> _WORK INSTRUCTIONS_:
**A.** Reproduce the passage from the news report on FDI inflows, beginning at the words "The region saw" and stopping after "183 per cent.".
**B.** List every rupee amount the news report on FDI inflows gives for the region of Punjab, Haryana and Chandigarh.
Segment Start: STUDY TEXT
North emerges foreign investors' favourite
New Delhi, Sep 4 (UNI) If the increase in the FDI inflows is an indication, Punjab, Haryana, Himachal Pradesh and Chandigarh saw the best of the enhanced interest shown by foreign investors, followed by Gujarat and West Bengal.
An Assocham Eco Pulse (AEP) analysis released here today showed North as the favourite destination for foreign investment.
Surprisingly, Maharashtra, Delhi and its adjoining areas of UP and Haryana like Gurgaon, Noida and Greater Noida saw a negative annual compound growth of FDI inflows between April 2001 to March 2006, the AEP study said.
The analysis, done on the basis of RBI figures, pointed out that Punjab, Haryana and Chandigarh witnessed a net growth of 183 per cent in FDI inflows between April 2001 and March 2006.
The region saw a huge pick-up in FDI flows from a mere Rs 5.93 crore in 2001 to Rs 843.89 crore in 2002-03. But the inflows plunged in the following two years at Rs 76.71 crore and 13.49 crore, before rising again sharply to Rs 378.16 crore. The compounded growth worked out at 183 per cent.
On the reverse side of FDI chart, Maharashtra and Delhi saw a compound drop of four per cent each for the five-year period under the AEP study review.
From a high of Rs 5137.34 crore in 2001-02, the investments in the Maharashtra region dropped sharply to Rs 2366.4 crore in 2002-03 and again fell to Rs 1355.31 crore in the following year.
Segment End: STUDY TEXT
Segment Start: EXCERPTED DATA
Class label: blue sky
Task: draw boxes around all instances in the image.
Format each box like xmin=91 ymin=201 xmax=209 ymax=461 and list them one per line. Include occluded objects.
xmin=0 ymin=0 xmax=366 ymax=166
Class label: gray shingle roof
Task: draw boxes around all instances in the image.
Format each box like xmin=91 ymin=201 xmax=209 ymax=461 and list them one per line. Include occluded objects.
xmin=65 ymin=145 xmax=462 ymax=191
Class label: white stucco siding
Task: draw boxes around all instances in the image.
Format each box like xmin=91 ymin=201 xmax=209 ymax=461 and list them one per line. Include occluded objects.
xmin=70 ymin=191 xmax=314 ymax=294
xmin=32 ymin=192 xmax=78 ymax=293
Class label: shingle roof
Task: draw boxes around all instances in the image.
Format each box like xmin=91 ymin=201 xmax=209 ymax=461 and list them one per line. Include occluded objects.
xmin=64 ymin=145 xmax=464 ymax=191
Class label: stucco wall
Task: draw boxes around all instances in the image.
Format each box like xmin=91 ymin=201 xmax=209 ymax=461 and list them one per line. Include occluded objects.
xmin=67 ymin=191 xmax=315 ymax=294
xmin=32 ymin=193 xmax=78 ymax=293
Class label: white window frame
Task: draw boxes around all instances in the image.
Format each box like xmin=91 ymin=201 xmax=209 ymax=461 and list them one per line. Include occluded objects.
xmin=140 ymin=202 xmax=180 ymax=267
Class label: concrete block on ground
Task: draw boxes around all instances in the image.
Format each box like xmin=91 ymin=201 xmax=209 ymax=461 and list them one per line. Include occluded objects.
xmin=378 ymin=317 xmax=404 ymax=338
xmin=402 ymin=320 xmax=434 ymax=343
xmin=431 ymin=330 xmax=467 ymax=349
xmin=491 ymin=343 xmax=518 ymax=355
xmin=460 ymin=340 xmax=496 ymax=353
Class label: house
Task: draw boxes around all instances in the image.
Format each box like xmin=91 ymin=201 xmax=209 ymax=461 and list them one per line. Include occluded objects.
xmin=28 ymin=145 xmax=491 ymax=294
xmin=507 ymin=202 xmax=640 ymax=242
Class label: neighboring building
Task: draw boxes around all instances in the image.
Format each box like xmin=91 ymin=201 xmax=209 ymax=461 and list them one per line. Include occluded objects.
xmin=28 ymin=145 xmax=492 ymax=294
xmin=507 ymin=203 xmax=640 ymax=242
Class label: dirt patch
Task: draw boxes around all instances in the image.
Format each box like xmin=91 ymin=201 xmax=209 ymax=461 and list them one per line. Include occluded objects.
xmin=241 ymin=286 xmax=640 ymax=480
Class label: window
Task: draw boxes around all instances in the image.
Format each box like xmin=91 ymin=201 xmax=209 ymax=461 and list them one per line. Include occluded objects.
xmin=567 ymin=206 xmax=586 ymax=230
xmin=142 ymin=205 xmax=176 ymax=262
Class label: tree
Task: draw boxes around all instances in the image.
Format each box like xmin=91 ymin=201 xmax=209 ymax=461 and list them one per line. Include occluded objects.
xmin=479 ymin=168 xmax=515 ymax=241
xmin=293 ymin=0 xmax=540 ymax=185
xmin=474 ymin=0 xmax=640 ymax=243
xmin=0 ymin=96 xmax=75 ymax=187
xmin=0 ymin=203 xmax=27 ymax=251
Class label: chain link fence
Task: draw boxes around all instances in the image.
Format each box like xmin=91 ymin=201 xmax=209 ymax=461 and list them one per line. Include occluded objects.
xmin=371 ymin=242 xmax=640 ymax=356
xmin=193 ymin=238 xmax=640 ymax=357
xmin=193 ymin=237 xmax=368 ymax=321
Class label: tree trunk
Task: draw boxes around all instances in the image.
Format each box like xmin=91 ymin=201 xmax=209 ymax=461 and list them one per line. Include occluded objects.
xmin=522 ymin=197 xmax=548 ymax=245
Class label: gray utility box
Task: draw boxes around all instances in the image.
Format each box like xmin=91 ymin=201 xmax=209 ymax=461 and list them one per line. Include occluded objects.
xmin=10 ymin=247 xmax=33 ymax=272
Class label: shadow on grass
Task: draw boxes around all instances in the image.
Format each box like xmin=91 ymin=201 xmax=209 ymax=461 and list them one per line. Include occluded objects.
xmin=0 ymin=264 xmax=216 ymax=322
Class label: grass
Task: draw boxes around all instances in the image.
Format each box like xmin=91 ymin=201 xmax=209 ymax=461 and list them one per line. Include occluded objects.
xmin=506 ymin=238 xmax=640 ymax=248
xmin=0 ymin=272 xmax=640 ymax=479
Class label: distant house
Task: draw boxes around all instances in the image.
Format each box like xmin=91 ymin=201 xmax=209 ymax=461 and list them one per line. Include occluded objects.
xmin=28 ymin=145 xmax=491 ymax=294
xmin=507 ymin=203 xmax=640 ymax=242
Segment End: EXCERPTED DATA
> _YOUR WRITTEN ANSWERS_:
**A.**
The region saw a huge pick-up in FDI flows from a mere Rs 5.93 crore in 2001 to Rs 843.89 crore in 2002-03. But the inflows plunged in the following two years at Rs 76.71 crore and 13.49 crore, before rising again sharply to Rs 378.16 crore. The compounded growth worked out at 183 per cent.

**B.**
- Rs 5.93 crore (2001)
- Rs 843.89 crore (2002-03)
- Rs 76.71 crore
- Rs 13.49 crore
- Rs 378.16 crore